■ **Document segment**:
*** Block opens ***
Needles are inserted at specific points along the channel system to depths ranging from a few millimetres (in delicate areas like the face or behind the ear) to several centimetres (in the large muscle masses of the buttocks or thigh). The insertion angle, depth, and direction of stimulation all affect the needle's action at a given point and are part of the practitioner's clinical decision-making for each treatment.

Contemporary regulation requires all registered acupuncture practitioners to use single-use, sterile, pre-packaged needles that are disposed of immediately after each treatment. Reuse of needles, common in older practice, is now prohibited by professional standards in all Western countries, eliminating the theoretical risk of blood-borne pathogen transmission.

De Qi: The Arrival of Qi

The experience of de qi (arrival of qi, sometimes written as "deqi" or "deh-chee") is central to the classical understanding of acupuncture's mechanism and is the primary sensory indicator that a point has been successfully stimulated. Deadman's Manual of Acupuncture describes de qi as a sensation complex that can include dull aching, distension, warmth, tingling, heaviness, or a feeling of the sensation radiating or spreading along the channel from the needle site. Different points and different needling techniques produce different qualities of de qi.

From the patient's perspective, de qi is often described as an unexpected, unusual sensation, quite different from the brief sharp sensation of needle insertion. Many patients describe it as a "good" feeling despite its unfamiliarity, or note that it disappears within seconds of the needle reaching the correct depth and angle. Some points, particularly those on the distal extremities (like LI4 on the hand or ST36 on the lower leg), produce particularly notable de qi experiences.

Research has investigated the significance of de qi for clinical outcomes. A series of studies in the early 2010s, including work published in the Journal of Acupuncture and Meridian Studies, found that the intensity of de qi experienced by patients correlated with clinical improvement in several conditions. This supports the classical view that de qi is not merely a sensation but an indicator of genuinely productive stimulation of the point's physiological effect.

What to Expect at Your First Session

First-time acupuncture patients often arrive with anxiety about needles, based on their experience with hypodermic injections. Understanding the differences between medical injection needles and acupuncture needles (one is hollow and wide; the other is solid and fine) usually resolves this concern quickly. Here is a detailed account of what to expect from your first acupuncture session.

The Consultation

The first session will begin with an extended consultation that goes well beyond the chief complaint. A TCM practitioner will ask about your sleep quality, digestive function, emotional tendencies, reproductive health, energy levels at different times of day, temperature preferences, and many other seemingly tangential questions. This breadth of questioning reflects the TCM understanding that all symptoms are expressions of the overall pattern of the body-mind system, and that effective treatment requires identifying the underlying pattern rather than just addressing the surface symptom.

The practitioner will also examine your tongue (noting its shape, colour, coating, and any unusual features, as the tongue is considered a mirror of the internal organs' condition) and feel your pulse at both wrists in a specific TCM pulse-taking technique that distinguishes twelve different pulse positions and dozens of pulse qualities. These examinations provide crucial diagnostic information that guides the treatment plan.
*** Block closes ***
■ **Exercise prompt**: Copy the acupuncture passage from "De Qi: The Arrival" to "qualities of de qi.", swapping "needle site" for "insertion point".

■ **Information**:
*** Block opens ***
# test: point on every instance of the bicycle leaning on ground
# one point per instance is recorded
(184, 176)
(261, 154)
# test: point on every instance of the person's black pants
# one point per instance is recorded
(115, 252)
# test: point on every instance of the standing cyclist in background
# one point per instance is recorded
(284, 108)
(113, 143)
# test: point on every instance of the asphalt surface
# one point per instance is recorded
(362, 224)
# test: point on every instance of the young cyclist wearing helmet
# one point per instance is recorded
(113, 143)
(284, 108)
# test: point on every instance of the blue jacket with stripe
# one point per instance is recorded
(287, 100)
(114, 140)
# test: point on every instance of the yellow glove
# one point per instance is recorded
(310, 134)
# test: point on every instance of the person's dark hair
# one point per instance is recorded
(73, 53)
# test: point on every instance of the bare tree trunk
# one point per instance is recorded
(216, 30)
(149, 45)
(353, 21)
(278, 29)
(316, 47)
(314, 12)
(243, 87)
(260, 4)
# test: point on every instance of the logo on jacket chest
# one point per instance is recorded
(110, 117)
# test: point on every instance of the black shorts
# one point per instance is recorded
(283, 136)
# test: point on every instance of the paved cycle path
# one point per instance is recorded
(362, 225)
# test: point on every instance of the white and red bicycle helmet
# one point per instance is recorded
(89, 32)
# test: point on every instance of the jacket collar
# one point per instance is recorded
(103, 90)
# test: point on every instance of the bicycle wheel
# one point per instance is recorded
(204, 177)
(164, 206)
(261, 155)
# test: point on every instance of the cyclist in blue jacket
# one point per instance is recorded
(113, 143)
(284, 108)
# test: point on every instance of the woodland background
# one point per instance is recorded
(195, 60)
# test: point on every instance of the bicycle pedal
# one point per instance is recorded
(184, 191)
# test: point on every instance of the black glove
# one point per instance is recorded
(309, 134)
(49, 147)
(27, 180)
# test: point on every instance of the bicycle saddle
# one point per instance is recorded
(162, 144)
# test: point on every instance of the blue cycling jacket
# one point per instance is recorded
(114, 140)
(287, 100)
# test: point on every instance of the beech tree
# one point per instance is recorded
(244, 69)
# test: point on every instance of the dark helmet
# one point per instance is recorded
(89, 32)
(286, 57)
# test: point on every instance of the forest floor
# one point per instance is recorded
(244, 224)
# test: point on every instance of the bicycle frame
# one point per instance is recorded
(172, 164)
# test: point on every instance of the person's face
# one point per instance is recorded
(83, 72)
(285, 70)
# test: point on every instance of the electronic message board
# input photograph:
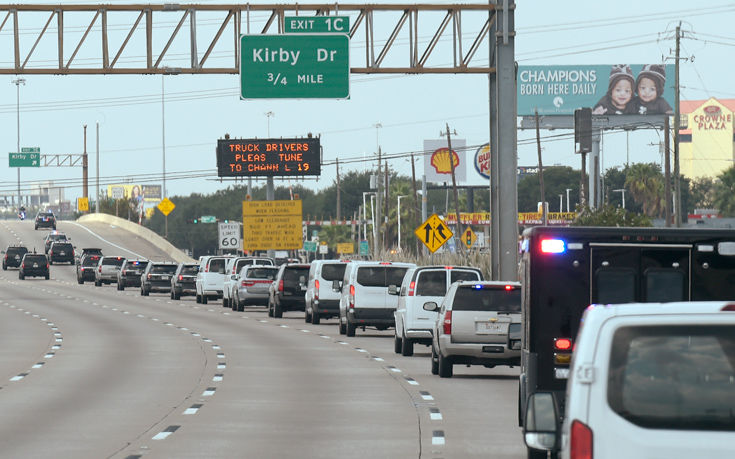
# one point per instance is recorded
(268, 157)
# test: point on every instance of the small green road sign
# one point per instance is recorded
(316, 24)
(24, 159)
(295, 66)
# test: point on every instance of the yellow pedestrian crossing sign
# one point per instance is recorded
(433, 233)
(469, 237)
(166, 206)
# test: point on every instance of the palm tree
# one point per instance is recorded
(645, 182)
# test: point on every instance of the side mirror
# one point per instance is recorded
(541, 424)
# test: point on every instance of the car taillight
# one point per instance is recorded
(447, 323)
(580, 441)
(563, 344)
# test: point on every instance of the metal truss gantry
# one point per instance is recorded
(149, 32)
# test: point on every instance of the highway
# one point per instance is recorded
(92, 372)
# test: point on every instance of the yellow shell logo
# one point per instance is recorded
(441, 158)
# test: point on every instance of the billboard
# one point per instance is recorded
(619, 89)
(148, 193)
(268, 157)
(437, 165)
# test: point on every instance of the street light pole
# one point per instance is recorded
(17, 82)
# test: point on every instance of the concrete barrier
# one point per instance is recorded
(139, 230)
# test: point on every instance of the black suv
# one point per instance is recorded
(87, 263)
(129, 273)
(33, 265)
(13, 255)
(157, 277)
(61, 252)
(52, 237)
(184, 280)
(288, 289)
(45, 220)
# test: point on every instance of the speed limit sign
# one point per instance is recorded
(230, 236)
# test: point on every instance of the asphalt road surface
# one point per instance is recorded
(92, 372)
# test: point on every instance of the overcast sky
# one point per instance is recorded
(410, 108)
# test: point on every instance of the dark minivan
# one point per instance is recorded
(287, 291)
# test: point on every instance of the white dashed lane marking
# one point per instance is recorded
(163, 435)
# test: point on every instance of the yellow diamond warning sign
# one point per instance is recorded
(468, 237)
(433, 233)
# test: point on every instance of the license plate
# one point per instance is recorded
(491, 327)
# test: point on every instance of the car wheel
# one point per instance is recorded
(350, 329)
(277, 310)
(397, 343)
(445, 367)
(434, 362)
(407, 347)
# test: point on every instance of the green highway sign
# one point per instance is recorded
(24, 159)
(316, 24)
(295, 66)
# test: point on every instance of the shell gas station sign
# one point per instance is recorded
(438, 161)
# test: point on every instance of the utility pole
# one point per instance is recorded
(454, 186)
(338, 193)
(677, 114)
(541, 174)
(85, 168)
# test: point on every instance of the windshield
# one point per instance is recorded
(163, 269)
(380, 276)
(487, 298)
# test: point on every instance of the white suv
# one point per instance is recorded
(322, 301)
(646, 380)
(232, 270)
(364, 300)
(422, 284)
(210, 277)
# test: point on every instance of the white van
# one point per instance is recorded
(210, 277)
(647, 380)
(364, 299)
(420, 285)
(322, 302)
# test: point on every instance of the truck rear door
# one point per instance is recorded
(649, 273)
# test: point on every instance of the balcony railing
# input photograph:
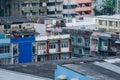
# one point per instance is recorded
(59, 0)
(83, 9)
(83, 1)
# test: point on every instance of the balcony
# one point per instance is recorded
(83, 1)
(104, 48)
(26, 9)
(51, 8)
(59, 8)
(51, 0)
(35, 1)
(78, 9)
(5, 55)
(35, 9)
(59, 0)
(94, 47)
(26, 1)
(42, 52)
(42, 38)
(70, 11)
(43, 9)
(81, 16)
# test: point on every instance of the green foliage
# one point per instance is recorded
(108, 7)
(1, 13)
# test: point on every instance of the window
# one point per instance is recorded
(104, 43)
(73, 50)
(79, 40)
(100, 22)
(72, 39)
(80, 51)
(52, 46)
(5, 48)
(15, 49)
(110, 23)
(95, 41)
(33, 48)
(64, 45)
(41, 46)
(6, 26)
(87, 42)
*** Block closes ***
■ **Output of the task**:
De Qi: The Arrival of Qi

The experience of de qi (arrival of qi, sometimes written as "deqi" or "deh-chee") is central to the classical understanding of acupuncture's mechanism and is the primary sensory indicator that a point has been successfully stimulated. Deadman's Manual of Acupuncture describes de qi as a sensation complex that can include dull aching, distension, warmth, tingling, heaviness, or a feeling of the sensation radiating or spreading along the channel from the insertion point. Different points and different needling techniques produce different qualities of de qi.